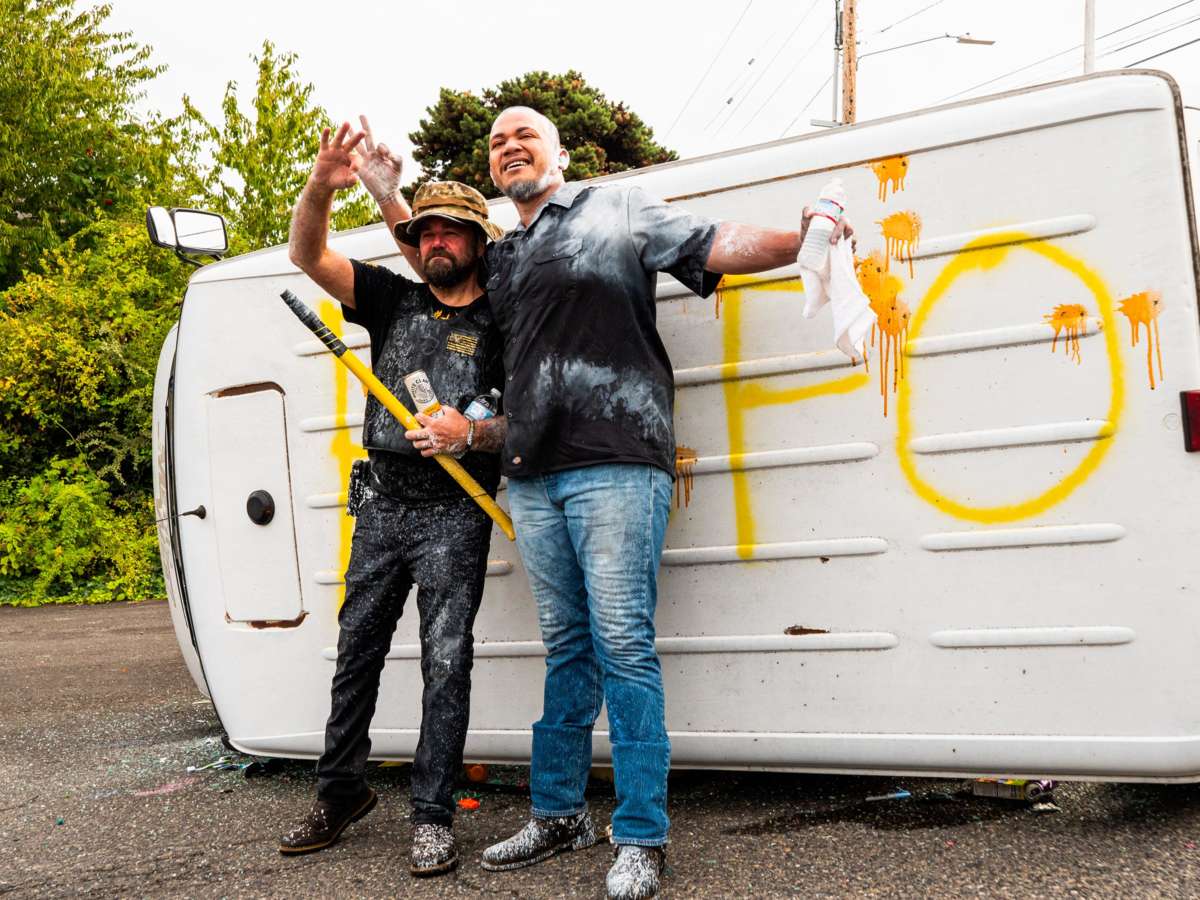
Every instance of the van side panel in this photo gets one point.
(993, 575)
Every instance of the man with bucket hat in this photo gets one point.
(414, 525)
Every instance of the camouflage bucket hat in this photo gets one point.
(448, 199)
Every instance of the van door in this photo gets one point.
(252, 504)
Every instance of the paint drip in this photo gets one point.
(893, 323)
(891, 172)
(1143, 309)
(685, 462)
(1072, 319)
(881, 287)
(901, 231)
(718, 295)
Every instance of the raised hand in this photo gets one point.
(337, 165)
(378, 167)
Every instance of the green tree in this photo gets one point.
(71, 148)
(601, 136)
(85, 300)
(259, 166)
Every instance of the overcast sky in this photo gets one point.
(676, 64)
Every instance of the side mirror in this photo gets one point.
(187, 231)
(161, 228)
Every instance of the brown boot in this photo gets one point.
(324, 823)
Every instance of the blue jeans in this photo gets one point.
(591, 539)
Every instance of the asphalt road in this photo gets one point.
(99, 721)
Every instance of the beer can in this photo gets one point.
(421, 391)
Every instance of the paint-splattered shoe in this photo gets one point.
(433, 850)
(324, 823)
(540, 839)
(635, 873)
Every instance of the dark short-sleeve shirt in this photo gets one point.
(459, 347)
(588, 378)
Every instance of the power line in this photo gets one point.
(911, 16)
(767, 67)
(1063, 53)
(717, 57)
(1177, 47)
(791, 72)
(732, 90)
(1151, 37)
(815, 95)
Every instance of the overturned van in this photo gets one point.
(971, 557)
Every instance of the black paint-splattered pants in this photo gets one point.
(443, 549)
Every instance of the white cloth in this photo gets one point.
(838, 285)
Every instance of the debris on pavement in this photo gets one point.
(899, 795)
(1012, 789)
(1045, 807)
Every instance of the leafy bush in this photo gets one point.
(64, 539)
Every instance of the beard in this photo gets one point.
(445, 271)
(528, 189)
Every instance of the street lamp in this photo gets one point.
(958, 39)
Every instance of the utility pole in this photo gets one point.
(837, 57)
(849, 61)
(1089, 36)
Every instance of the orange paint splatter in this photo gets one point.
(893, 324)
(1071, 318)
(1143, 309)
(891, 173)
(881, 288)
(901, 231)
(685, 461)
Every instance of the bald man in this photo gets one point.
(589, 456)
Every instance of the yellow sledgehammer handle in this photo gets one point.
(396, 408)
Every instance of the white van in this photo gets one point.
(993, 577)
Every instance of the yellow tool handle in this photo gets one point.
(450, 465)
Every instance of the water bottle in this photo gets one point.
(826, 214)
(484, 406)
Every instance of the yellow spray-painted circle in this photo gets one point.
(982, 255)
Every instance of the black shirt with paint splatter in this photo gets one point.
(588, 378)
(460, 351)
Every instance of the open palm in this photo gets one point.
(337, 165)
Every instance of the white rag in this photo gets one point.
(837, 283)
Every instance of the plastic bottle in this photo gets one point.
(484, 406)
(828, 210)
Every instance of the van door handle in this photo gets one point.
(261, 507)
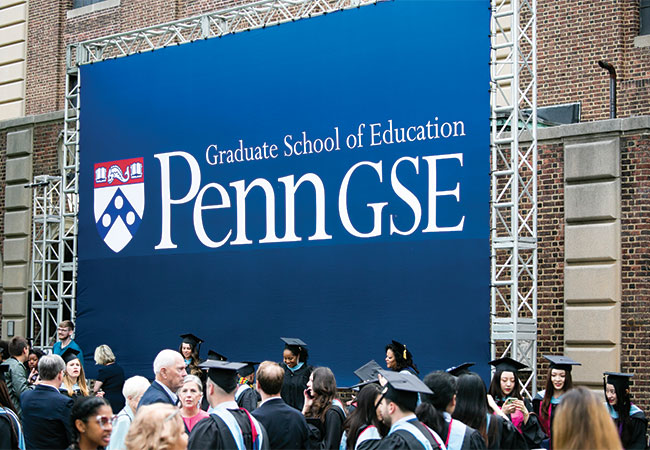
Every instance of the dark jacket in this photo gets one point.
(286, 427)
(46, 418)
(155, 394)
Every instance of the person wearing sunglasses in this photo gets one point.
(91, 419)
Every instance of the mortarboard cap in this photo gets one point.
(214, 356)
(561, 362)
(189, 338)
(619, 380)
(70, 354)
(369, 371)
(294, 342)
(459, 369)
(507, 364)
(403, 388)
(248, 368)
(223, 373)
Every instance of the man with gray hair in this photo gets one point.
(169, 368)
(46, 412)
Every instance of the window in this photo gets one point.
(645, 17)
(82, 3)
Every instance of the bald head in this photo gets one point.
(169, 367)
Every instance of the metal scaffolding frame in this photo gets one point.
(514, 184)
(513, 174)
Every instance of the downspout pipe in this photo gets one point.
(612, 87)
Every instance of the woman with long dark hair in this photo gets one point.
(74, 379)
(582, 422)
(363, 428)
(324, 412)
(558, 383)
(472, 410)
(399, 358)
(436, 409)
(296, 372)
(11, 432)
(630, 420)
(504, 398)
(91, 420)
(189, 348)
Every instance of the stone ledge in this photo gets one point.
(95, 7)
(32, 120)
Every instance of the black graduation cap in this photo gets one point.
(507, 364)
(403, 388)
(619, 380)
(401, 349)
(69, 354)
(194, 341)
(214, 356)
(562, 362)
(459, 369)
(248, 368)
(369, 371)
(223, 373)
(294, 344)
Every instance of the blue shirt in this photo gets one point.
(57, 350)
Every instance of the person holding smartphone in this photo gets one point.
(323, 411)
(504, 398)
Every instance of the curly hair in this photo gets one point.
(84, 408)
(324, 390)
(155, 427)
(582, 421)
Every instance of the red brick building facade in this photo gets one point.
(572, 37)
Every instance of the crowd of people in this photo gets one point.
(46, 402)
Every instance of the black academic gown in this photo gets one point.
(635, 438)
(471, 438)
(213, 433)
(327, 434)
(247, 397)
(294, 385)
(404, 440)
(532, 430)
(506, 437)
(537, 408)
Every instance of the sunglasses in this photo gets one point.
(105, 421)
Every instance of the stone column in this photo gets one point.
(592, 271)
(17, 233)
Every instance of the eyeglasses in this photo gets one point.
(172, 415)
(105, 421)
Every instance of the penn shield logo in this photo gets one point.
(119, 200)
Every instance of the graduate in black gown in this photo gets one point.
(397, 410)
(323, 410)
(246, 396)
(546, 402)
(296, 372)
(190, 348)
(363, 429)
(228, 426)
(504, 398)
(630, 420)
(399, 358)
(436, 409)
(472, 410)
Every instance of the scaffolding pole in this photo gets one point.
(514, 184)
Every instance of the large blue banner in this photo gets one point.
(326, 179)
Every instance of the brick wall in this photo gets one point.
(572, 37)
(550, 232)
(635, 269)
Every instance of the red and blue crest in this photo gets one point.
(119, 200)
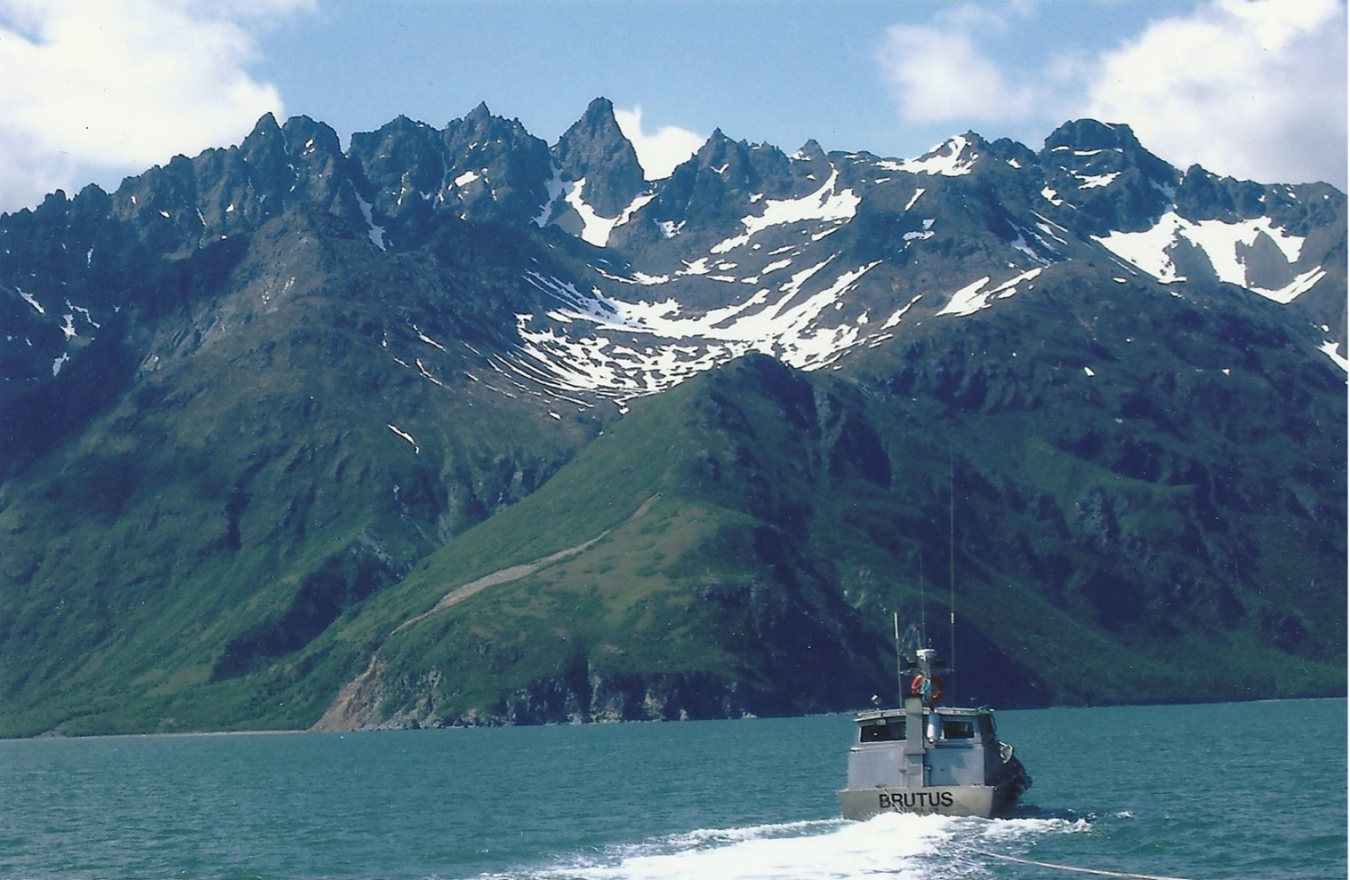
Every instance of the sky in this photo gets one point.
(92, 91)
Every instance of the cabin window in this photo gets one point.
(882, 730)
(957, 729)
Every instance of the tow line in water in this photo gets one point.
(1098, 872)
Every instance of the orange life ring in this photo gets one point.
(934, 690)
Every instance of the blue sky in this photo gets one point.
(92, 91)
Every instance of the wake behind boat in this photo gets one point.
(925, 757)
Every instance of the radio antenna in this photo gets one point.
(951, 540)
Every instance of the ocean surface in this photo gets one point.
(1202, 792)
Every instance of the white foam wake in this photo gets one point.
(891, 845)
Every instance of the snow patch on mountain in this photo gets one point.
(952, 158)
(824, 205)
(1152, 250)
(641, 347)
(974, 297)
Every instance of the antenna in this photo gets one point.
(899, 675)
(951, 540)
(922, 603)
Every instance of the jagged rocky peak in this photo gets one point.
(1103, 180)
(400, 154)
(494, 169)
(597, 151)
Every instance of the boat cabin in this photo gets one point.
(947, 747)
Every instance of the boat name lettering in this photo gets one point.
(918, 801)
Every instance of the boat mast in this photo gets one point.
(899, 674)
(951, 541)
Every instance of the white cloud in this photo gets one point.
(940, 74)
(123, 84)
(658, 153)
(1248, 88)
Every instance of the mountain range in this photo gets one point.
(456, 427)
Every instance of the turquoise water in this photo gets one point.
(1203, 792)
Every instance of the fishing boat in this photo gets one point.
(928, 757)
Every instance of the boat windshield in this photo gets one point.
(882, 730)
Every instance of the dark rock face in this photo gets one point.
(597, 151)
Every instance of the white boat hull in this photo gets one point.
(863, 803)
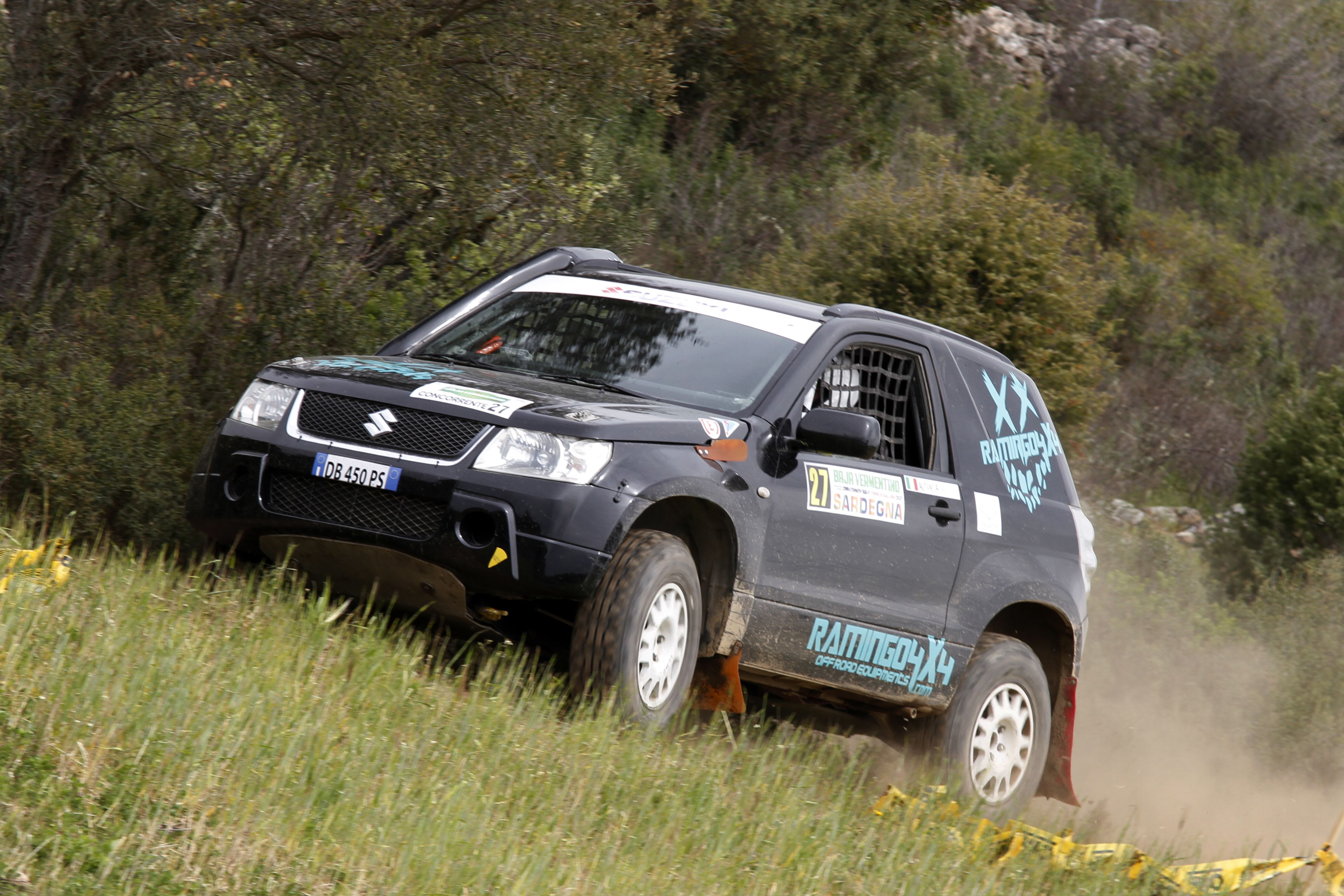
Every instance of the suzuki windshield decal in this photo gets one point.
(409, 370)
(1025, 452)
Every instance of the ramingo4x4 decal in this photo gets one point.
(1023, 454)
(879, 655)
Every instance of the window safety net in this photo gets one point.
(884, 385)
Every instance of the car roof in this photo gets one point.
(800, 308)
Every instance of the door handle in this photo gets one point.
(944, 514)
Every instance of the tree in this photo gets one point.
(433, 107)
(978, 257)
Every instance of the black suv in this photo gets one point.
(679, 481)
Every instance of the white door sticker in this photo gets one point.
(988, 519)
(843, 489)
(472, 398)
(936, 488)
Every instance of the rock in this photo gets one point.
(1030, 50)
(1163, 515)
(1125, 512)
(1034, 50)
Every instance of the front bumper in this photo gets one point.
(501, 535)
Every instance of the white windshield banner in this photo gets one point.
(794, 328)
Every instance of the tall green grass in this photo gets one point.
(173, 730)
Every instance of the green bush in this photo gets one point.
(975, 256)
(1292, 486)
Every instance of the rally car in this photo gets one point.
(681, 483)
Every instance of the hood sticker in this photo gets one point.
(410, 370)
(716, 425)
(936, 488)
(1018, 452)
(894, 659)
(850, 492)
(472, 398)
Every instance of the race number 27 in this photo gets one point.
(819, 487)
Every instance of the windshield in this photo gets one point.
(679, 355)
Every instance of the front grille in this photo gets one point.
(343, 418)
(312, 498)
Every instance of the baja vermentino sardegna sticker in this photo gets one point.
(853, 492)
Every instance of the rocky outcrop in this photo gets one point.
(1034, 52)
(1030, 50)
(1186, 524)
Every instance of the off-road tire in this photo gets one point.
(604, 652)
(944, 742)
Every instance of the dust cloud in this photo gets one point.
(1164, 749)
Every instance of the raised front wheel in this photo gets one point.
(638, 637)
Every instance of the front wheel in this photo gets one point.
(992, 739)
(639, 636)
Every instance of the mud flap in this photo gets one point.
(717, 684)
(1057, 782)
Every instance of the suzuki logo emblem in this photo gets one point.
(380, 422)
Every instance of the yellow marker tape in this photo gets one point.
(1332, 870)
(29, 565)
(1017, 837)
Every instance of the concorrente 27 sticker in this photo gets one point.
(472, 398)
(863, 494)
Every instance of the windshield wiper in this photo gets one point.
(460, 359)
(588, 381)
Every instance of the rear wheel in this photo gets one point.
(639, 636)
(991, 742)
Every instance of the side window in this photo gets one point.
(888, 385)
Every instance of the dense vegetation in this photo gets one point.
(198, 730)
(187, 193)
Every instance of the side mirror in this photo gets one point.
(826, 429)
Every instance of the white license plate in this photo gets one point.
(347, 469)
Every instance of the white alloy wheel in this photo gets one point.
(662, 645)
(1000, 743)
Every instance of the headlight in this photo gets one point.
(545, 456)
(264, 405)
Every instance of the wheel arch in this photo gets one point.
(1046, 631)
(713, 539)
(1050, 635)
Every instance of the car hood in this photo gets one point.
(507, 400)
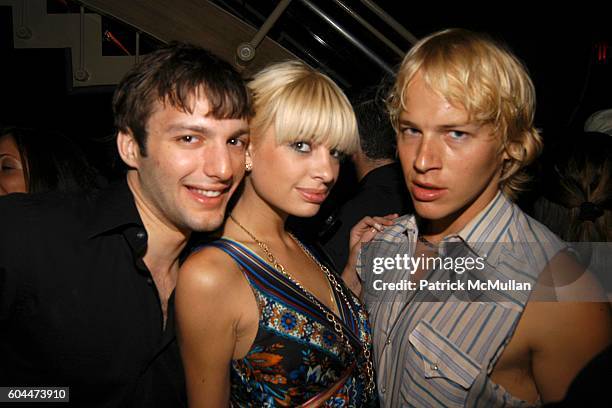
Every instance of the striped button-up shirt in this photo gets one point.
(440, 351)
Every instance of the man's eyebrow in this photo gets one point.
(241, 132)
(407, 123)
(204, 130)
(191, 128)
(448, 126)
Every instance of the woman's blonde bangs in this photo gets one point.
(303, 105)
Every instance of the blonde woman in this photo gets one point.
(262, 322)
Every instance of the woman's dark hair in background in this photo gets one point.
(576, 201)
(51, 161)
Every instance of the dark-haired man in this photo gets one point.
(85, 283)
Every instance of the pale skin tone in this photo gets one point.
(457, 162)
(287, 178)
(193, 164)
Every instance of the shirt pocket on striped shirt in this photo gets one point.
(441, 358)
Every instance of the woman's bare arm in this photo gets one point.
(206, 326)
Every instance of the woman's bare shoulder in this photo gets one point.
(209, 270)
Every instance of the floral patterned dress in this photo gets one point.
(297, 354)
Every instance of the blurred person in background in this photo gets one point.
(37, 161)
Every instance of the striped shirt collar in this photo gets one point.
(479, 234)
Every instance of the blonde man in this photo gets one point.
(463, 109)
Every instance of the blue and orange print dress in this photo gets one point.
(297, 354)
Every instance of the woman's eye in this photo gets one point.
(303, 147)
(337, 154)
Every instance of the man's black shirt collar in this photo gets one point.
(113, 209)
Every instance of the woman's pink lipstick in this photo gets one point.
(315, 196)
(426, 192)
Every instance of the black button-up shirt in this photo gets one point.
(78, 306)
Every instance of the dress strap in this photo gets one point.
(271, 283)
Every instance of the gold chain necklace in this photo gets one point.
(368, 372)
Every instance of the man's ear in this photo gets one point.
(128, 148)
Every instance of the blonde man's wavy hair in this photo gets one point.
(302, 104)
(472, 71)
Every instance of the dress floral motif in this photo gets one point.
(297, 354)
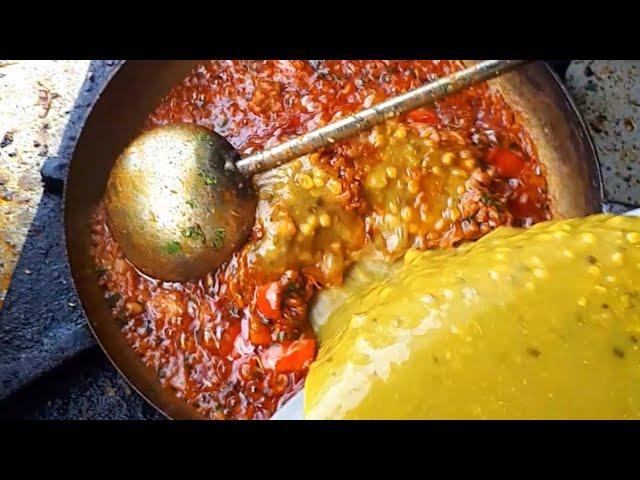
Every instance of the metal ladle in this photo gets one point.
(180, 200)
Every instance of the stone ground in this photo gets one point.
(41, 104)
(36, 99)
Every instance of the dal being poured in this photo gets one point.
(522, 324)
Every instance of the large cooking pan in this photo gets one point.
(134, 90)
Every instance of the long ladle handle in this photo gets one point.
(368, 118)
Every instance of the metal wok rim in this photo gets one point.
(161, 398)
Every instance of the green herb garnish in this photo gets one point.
(219, 237)
(172, 247)
(195, 233)
(206, 178)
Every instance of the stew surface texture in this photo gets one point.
(238, 343)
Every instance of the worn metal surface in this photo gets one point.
(87, 386)
(608, 94)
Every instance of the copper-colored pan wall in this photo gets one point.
(136, 88)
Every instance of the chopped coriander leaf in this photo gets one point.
(172, 247)
(293, 289)
(219, 237)
(206, 178)
(195, 233)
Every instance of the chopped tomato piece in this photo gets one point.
(423, 115)
(507, 163)
(259, 333)
(228, 338)
(290, 356)
(268, 300)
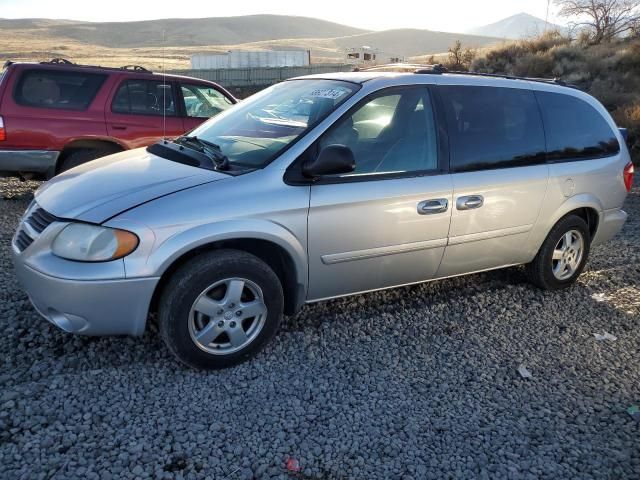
☆ ☆ ☆ ☆ ☆ ☆ ☆
- _AIM OF THE EXERCISE_
List every line in the records above that contains the word "sticker". Case counts.

- _SOLUTION FOR THIS TASK_
Every instance of the white door sticker in this photo gets one point.
Every instance of the hood sticker in this photo gets one point.
Every instance of the baja vermentino sardegna sticker in this photo gets one point.
Every instance of the concorrente 27 sticker in this photo gets one point.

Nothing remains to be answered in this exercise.